[Records from a data collection]
━━━━━━━━━━━━━━━━━━━━

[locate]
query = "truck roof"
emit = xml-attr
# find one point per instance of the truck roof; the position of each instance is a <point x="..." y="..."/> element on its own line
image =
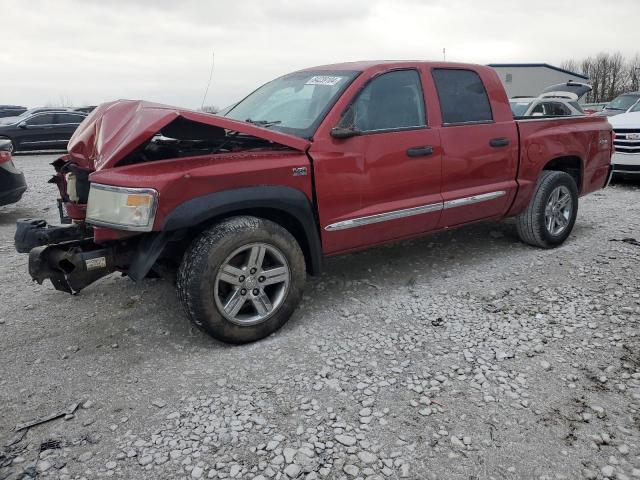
<point x="364" y="65"/>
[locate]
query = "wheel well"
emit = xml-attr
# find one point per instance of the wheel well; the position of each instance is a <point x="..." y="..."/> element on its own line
<point x="570" y="165"/>
<point x="282" y="218"/>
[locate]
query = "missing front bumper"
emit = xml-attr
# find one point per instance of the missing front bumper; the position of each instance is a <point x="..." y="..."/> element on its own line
<point x="68" y="256"/>
<point x="71" y="266"/>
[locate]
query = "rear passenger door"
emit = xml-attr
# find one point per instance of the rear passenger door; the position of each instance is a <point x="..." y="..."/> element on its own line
<point x="479" y="152"/>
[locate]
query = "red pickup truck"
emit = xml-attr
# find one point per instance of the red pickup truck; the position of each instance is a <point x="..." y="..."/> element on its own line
<point x="322" y="161"/>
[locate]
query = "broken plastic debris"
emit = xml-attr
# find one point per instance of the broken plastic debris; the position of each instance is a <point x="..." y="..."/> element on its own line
<point x="37" y="421"/>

━━━━━━━━━━━━━━━━━━━━

## Brief
From the rows above, copy each line that contains the string "front". Treat uppercase and lowercase letters as distinct.

## Result of this exercise
query = "missing front bumper"
# find one point per instance of the missing front bumper; the position of each instance is a <point x="..." y="..."/> element on its own line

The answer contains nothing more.